━━ DATA FOR REVIEW ━━

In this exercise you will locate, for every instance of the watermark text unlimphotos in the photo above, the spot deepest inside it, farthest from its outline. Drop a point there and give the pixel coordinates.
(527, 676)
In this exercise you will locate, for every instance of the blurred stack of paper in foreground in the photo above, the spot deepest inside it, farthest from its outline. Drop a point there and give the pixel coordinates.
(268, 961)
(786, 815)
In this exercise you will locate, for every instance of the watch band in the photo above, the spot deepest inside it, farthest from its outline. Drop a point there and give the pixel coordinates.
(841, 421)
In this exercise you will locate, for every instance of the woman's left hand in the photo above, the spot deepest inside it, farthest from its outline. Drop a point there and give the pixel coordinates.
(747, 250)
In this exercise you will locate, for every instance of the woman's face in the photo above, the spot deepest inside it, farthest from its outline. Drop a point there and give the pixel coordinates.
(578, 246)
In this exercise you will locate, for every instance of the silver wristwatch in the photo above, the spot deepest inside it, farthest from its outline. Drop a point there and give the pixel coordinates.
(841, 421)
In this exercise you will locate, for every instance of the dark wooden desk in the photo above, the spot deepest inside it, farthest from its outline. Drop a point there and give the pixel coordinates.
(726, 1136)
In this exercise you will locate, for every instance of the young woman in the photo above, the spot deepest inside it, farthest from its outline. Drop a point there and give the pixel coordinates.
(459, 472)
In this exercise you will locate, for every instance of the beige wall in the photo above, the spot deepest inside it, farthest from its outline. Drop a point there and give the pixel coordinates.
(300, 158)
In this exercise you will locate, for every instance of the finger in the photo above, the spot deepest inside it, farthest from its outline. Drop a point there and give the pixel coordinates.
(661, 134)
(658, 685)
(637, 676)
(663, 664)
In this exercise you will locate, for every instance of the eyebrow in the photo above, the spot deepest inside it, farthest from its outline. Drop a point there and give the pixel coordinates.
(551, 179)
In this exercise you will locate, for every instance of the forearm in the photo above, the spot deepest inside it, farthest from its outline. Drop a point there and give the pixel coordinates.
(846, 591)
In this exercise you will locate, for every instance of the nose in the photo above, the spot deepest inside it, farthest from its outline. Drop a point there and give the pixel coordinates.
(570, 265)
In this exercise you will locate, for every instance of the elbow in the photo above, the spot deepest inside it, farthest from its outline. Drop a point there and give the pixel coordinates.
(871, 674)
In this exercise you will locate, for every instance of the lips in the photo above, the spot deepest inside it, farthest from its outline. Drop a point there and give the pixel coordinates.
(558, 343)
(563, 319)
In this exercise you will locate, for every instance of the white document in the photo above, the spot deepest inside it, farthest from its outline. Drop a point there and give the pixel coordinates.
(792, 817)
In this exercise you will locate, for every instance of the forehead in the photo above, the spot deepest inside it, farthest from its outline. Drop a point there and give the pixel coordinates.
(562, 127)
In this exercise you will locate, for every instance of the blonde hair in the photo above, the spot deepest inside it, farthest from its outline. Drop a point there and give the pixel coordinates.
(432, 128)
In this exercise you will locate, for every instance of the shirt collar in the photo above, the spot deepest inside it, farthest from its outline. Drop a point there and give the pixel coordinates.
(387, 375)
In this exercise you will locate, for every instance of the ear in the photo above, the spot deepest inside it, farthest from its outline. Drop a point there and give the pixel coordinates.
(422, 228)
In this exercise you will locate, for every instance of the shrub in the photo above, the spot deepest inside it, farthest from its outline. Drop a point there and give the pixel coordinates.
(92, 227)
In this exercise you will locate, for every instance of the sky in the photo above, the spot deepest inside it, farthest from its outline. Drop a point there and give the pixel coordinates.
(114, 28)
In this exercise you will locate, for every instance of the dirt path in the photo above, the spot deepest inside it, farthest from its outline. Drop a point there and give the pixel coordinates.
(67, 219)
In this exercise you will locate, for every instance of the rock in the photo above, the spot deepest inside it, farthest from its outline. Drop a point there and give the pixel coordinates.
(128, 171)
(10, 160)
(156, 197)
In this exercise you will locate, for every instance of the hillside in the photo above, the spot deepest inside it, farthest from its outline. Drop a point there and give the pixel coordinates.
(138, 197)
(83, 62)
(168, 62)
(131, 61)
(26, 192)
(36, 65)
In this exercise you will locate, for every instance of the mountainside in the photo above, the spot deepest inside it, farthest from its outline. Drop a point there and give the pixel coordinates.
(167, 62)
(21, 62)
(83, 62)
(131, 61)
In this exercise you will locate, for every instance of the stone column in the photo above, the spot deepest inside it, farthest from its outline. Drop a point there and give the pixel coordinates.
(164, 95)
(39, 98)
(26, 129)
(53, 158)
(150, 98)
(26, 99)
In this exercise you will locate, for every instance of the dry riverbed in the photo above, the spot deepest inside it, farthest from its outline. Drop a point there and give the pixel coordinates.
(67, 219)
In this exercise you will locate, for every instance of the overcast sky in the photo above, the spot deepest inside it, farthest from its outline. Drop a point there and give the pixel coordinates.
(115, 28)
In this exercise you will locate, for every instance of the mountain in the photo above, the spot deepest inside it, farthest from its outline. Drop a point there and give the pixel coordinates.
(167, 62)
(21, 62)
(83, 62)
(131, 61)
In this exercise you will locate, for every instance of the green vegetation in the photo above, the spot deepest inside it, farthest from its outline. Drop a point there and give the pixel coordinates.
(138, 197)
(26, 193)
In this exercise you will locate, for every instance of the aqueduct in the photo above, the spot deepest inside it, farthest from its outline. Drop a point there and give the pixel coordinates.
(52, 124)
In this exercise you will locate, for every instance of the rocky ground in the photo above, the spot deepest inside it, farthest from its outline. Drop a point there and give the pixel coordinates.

━━━

> REQUIREMENT: Without leaving anything out, give the entries again exactly.

> SOLUTION TO THIS TASK:
In this exercise you will locate, for every instance of the watermark text unlimphotos in the photo above, the spot deepest inside it, farthest from its outline. Drop a point there and give the pixel coordinates.
(527, 676)
In this exercise you will locate, for every instance of the blurred stack of paper in foreground in the photo above, the spot deepest inside it, farthest from its outline. Drop a point there and give the pixel coordinates.
(268, 961)
(786, 815)
In this exercise you will locate, for every instance of the watch band in the photo above, the spot deepest inside it, farthest from its outline. Drop a point there and give the pixel coordinates.
(841, 421)
In this exercise you will locate, for every instance of the woman's left hand in the photo above, the spot deepest inside it, farthest from its outline. Drop a point there and give the pixel coordinates.
(747, 250)
In this exercise you will locate, for every instance of the woman's face in the photo above, the spot deepest inside it, farthest from its outline. Drop a point there and give the pixel coordinates.
(578, 246)
In this exercise you will locate, for every instance of the silver wristwatch in the photo above, the spot deepest inside it, farthest from its outline. Drop a point there and give the pixel coordinates.
(841, 421)
In this exercise you will locate, for every instance of the dark wooden desk in the photo above, the spot deepest inside it, farthest from its outline. Drop a point there and give the pixel coordinates.
(726, 1136)
In this exercise you will locate, for every instance of the young woman in the photo above, the spot deepest inside it, farthest from its outline. Drop a point there and give the pixel coordinates.
(459, 472)
In this exercise you will locate, for every instance of the beige wall in the photo above, the spot deepest inside it, farthest from its outline. Drop a point there and give the pixel coordinates.
(300, 158)
In this exercise you will locate, for every instance of the finger in the photo above, the spot deepest inside it, farthest from its outline. Drop a point there and give the pixel coordinates.
(661, 134)
(658, 685)
(637, 676)
(663, 664)
In this exercise you will locate, for every instance of the eyebrow in the photo above, the spot deepest inside it, farthest from its outline. Drop a point there and give the pixel coordinates.
(551, 179)
In this exercise you will locate, for every instance of the forearm in the photo above, the spot deepest inside it, farthest from its outline. Drop a point there and give the pixel coordinates.
(846, 591)
In this exercise you will locate, for every instance of the nose in the photo above, the spot deepest inside it, farthest from its outline. Drop a point there and give the pixel coordinates.
(570, 265)
In this exercise you will locate, for every instance of the elbow in the photo above, the spot deepest inside it, farthest from its outline. Drop a point there and give the pixel coordinates.
(871, 674)
In this exercise you will locate, for every instance of the lips in the photo above, the spot deepest inside it, farthest from its outline. Drop a point there and give the pixel coordinates.
(558, 343)
(563, 319)
In this exercise you will locate, for every instance of the white document in the photo above, the spot deepest inside it, farthest from its outline. Drop a point there and give the pixel coordinates.
(792, 817)
In this exercise you will locate, for every instance of the forehead in the photo above, the spot deepest inside it, farthest from its outline. Drop a point there and give the pixel coordinates.
(562, 127)
In this exercise you will locate, for every instance of the blonde hair in the photo above, the spot deepest inside it, farthest from its outline. Drop a point there and give the pixel coordinates.
(432, 128)
In this exercise you will locate, for every instance of the shirt collar in the photo above, the spot deepest inside it, farthest from its outline. Drop a point there and give the pixel coordinates.
(387, 375)
In this exercise you will locate, for every instance of the ear in the photo above, the spot deepest inside it, farthest from its outline. Drop a point there and give the pixel coordinates.
(422, 228)
In this exercise you will locate, for every instance of the shrub in the photo above, the spot deepest inside it, farthest from its outline. Drop a point there and give the pixel coordinates.
(92, 227)
In this exercise you will locate, for every instance of the sky in the photo above, the spot deepest inside it, farthest from its outline. Drop a point there and give the pixel coordinates.
(114, 28)
In this exercise you will locate, for every instance of the dirt path in the photo above, the spot deepest inside it, farthest from its outline. Drop a point there and give the pixel coordinates.
(67, 219)
In this exercise you will locate, for every instance of the rock in the photo above, the spot deepest inside it, farthest from its outline. Drop a point there and give the pixel coordinates.
(128, 171)
(10, 160)
(156, 197)
In this exercise you will locate, for every instance of the hillside in the photo above, the spot deepest inside it, farthest from its outline. Drop a point there and give the pixel coordinates.
(138, 197)
(83, 62)
(168, 62)
(131, 61)
(26, 192)
(36, 65)
In this exercise you will locate, for every instance of the mountainside in the photo above, the spot deepest inside it, farthest from its outline. Drop a point there and give the pixel coordinates.
(167, 62)
(21, 62)
(83, 62)
(131, 61)
In this exercise you will locate, for every instance of the stone column in the photo above, the spot deepest inside it, farthest from its outline. Drop a point there and give the pixel coordinates.
(164, 95)
(39, 98)
(26, 129)
(53, 158)
(150, 98)
(26, 99)
In this exercise you will locate, for every instance of the dry riverbed in the photo above, the spot deepest inside it, farthest from its outline. Drop a point there and give the pixel coordinates.
(67, 219)
In this exercise you will locate, for every instance of the overcast sky in the photo above, the spot deepest inside it, farthest from its outline. Drop a point there and give the pixel coordinates.
(115, 28)
In this exercise you will locate, for every instance of the mountain in the photo above, the spot deepest inside it, farthest from its outline. Drop a point there and give the pixel coordinates.
(167, 62)
(21, 62)
(83, 62)
(131, 61)
In this exercise you will locate, for every instance of the green vegetation in the photo above, the spot deepest inside it, farthest from its outline. Drop a point there and give the pixel coordinates.
(138, 197)
(26, 193)
In this exercise you will locate, for every instance of the aqueduct in the photo above, the spot deepest inside it, farthest from its outline. Drop a point there and give the pixel coordinates.
(52, 124)
In this exercise you will locate, for every instance of the rocky ground in the photo above, the spot deepest inside it, farthest from its outline. Drop a point there and give the pixel coordinates.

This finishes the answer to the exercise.